STATED TASK 1 >>
Reproduce, word for word, the stretch of the fishing thread below from "Also got a digi" through "them down there.".

TEXT TO READ >>
################

# pike island again



## firetiger (Jul 24, 2004)

Hit pike island again sat 3-18-06 Caught 60-65(not overdoing it there) sauger 18 were 14-17in keepers. Water was 18ft and muddy caught them all from the pier on a orange/green quarter oz jig with a 3in chartruse twister tail tipped with a minnow. i went threw 9 dozen from 7:30am-1:00 and fished with out minnows the last half hour and still caught 3 keepers without minnows.


----------



## snake69 (Sep 26, 2005)

Excellent job! I had intentions of heading to Cumberland and for various reasons...........passed! Now I'm wondering what sort of mistake I made. Anyhow, glad to hear you did so good. Did you take any crawlers? They work pretty good on a jig also.


----------



## firetiger (Jul 24, 2004)

snake69
i may have to try the crawlers. It maybe a cheaper way. i spent 13 dollars on minnows. took 5 dozen down and ended up buying 4 more down there in yorkville. I knew the river was high i bought a pair of hip waders hoping to brake them in. maybe next weekend.

Also got a digi cam today.AS soon as i figure out how to upload them here ill be posting some pics.


----------



## husky hooker (Apr 6, 2004)

i hope your stopping at cripple creek for minnows,heck for what u pay for its well worth the trip,ill never buy them down there.


----------



## firetiger (Jul 24, 2004)

i bought the first 5 dozen up at masslion trading post old man gave me a deal. dollar a dozen. then i ended up buying some down in yorkville. 4 dozen come to $6.45 A fisherman gotta do what he's gotta do


----------



## BuckeyeFishinNut (Feb 8, 2005)

Do you think tipping your jigs with minnows makes alot of difference? I fished at Pike Island for years and years and used to see people fish with minnow tipped jigs. I never really did it but I seemed to waste alot of minnows. When I used to fish Piedmont and even at Pike Island we used to tip sometimes with crawlers. They seemed to work well, was cheaper, and it seemed to help ya catch a few more. Was just wondering what your feelings were on it?

################

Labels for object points
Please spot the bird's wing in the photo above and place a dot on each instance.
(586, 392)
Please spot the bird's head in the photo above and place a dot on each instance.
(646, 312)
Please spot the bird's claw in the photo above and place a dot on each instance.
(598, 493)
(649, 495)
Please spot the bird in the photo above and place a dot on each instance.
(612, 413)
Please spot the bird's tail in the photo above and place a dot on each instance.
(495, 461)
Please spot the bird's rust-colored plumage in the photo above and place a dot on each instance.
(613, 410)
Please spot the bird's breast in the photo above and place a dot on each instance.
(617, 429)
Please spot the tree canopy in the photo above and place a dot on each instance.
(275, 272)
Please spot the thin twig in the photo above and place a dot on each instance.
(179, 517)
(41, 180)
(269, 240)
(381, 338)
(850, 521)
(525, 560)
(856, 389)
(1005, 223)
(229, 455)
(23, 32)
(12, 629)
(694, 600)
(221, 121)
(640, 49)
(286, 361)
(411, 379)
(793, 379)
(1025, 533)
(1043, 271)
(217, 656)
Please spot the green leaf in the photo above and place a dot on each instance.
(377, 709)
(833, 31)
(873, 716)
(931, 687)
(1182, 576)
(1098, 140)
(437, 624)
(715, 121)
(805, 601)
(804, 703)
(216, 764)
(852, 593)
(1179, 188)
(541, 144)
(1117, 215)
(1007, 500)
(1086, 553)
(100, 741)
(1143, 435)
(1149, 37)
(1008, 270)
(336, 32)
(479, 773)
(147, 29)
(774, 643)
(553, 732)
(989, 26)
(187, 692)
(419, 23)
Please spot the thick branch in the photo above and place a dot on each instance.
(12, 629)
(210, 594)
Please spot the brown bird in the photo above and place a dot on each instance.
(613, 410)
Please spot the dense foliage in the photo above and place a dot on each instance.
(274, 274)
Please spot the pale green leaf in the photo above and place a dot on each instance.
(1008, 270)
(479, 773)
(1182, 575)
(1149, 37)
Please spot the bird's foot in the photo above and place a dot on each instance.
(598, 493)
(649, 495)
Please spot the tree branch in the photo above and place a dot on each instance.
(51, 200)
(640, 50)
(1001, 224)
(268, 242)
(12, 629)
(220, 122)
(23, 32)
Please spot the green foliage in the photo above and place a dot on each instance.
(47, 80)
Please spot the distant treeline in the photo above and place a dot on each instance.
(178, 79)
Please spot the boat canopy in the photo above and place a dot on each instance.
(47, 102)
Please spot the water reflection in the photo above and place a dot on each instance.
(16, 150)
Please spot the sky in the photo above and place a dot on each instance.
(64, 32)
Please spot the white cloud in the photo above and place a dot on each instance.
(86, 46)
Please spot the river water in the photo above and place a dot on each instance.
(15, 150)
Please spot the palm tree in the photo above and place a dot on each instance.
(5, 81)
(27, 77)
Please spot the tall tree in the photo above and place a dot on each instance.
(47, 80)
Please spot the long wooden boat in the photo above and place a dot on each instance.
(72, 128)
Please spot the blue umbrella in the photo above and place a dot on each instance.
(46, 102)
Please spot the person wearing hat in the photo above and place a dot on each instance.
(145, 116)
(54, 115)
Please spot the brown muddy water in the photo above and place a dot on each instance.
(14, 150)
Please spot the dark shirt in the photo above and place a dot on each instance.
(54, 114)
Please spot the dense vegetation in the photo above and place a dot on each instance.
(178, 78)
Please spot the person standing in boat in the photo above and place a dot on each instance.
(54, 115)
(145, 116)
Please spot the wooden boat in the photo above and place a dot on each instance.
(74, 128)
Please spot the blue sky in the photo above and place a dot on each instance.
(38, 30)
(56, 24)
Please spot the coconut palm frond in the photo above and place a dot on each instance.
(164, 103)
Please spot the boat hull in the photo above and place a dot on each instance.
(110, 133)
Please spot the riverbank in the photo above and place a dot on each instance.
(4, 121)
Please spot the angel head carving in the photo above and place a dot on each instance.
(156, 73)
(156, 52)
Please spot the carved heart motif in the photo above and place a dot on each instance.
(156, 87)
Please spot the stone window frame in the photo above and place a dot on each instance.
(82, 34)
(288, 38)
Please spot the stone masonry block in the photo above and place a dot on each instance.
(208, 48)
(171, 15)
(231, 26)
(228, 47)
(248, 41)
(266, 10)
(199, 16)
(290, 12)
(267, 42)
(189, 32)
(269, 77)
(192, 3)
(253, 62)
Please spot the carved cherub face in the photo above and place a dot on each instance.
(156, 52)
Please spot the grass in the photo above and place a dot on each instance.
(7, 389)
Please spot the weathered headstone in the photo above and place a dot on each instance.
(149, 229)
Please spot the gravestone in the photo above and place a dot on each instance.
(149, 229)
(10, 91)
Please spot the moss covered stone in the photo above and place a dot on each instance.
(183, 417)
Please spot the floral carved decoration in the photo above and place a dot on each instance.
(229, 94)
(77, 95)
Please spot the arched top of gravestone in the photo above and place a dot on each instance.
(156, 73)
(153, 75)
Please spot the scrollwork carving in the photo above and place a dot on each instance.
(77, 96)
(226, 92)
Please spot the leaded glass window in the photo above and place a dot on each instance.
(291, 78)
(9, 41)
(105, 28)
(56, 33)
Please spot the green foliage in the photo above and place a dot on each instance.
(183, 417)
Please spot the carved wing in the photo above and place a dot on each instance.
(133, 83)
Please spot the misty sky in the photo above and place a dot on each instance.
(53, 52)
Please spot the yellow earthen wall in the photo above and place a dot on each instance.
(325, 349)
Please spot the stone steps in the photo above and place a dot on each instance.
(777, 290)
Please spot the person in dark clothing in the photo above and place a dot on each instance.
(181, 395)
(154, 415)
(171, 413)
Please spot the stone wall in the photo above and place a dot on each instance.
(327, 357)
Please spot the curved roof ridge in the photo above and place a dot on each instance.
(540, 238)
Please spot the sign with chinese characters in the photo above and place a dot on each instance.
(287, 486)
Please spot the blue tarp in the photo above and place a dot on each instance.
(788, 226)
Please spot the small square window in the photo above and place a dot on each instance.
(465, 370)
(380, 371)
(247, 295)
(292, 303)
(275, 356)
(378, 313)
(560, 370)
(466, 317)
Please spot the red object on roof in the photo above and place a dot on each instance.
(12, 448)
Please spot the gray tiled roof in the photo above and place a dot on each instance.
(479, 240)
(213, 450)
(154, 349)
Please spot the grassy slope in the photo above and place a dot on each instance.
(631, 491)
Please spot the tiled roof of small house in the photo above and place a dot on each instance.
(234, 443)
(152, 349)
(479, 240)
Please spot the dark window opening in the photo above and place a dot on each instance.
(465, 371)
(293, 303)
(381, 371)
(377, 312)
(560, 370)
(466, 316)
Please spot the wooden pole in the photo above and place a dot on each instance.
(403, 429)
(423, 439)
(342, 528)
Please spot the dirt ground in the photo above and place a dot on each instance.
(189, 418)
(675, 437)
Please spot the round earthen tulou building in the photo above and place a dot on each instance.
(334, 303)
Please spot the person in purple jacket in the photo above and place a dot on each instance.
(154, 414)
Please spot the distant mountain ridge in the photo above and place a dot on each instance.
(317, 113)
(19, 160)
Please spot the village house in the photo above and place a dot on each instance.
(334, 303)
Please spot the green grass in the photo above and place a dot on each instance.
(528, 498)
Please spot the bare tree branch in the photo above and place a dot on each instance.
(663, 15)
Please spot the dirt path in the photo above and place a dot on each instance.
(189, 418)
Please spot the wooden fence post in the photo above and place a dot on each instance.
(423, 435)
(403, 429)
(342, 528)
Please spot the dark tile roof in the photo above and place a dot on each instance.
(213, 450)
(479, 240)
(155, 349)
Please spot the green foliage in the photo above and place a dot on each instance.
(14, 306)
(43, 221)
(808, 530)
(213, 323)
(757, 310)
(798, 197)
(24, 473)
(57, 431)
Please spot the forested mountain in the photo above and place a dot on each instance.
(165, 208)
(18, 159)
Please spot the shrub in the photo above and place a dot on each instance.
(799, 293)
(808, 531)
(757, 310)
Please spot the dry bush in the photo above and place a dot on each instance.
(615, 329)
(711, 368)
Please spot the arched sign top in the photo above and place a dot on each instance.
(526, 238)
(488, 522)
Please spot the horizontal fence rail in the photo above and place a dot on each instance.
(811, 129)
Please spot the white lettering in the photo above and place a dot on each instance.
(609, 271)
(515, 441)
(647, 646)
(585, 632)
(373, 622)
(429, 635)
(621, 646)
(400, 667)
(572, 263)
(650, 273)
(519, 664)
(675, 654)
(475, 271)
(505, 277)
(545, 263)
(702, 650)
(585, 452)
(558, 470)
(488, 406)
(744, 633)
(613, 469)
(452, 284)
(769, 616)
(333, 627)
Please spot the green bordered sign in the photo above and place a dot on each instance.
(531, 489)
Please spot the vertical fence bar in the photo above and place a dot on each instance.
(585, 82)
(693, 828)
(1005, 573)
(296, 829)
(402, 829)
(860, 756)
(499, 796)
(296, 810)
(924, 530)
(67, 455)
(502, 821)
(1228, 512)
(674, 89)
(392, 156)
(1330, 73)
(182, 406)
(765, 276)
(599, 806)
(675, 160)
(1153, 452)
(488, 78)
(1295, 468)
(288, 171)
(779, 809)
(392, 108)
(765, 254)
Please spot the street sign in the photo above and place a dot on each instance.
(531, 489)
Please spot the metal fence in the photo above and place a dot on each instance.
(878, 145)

################

STATED TASK 2 >>
Identify each line of the records above that contains the word "white", and copy those lines.

EXERCISE SOLUTION 1 >>
Also got a digi cam today.AS soon as i figure out how to upload them here ill be posting some pics.


----------



## husky hooker (Apr 6, 2004)

i hope your stopping at cripple creek for minnows,heck for what u pay for its well worth the trip,ill never buy them down there.

EXERCISE SOLUTION 2 >>
Please spot the white cloud in the photo above and place a dot on each instance.
Please spot the white lettering in the photo above and place a dot on each instance.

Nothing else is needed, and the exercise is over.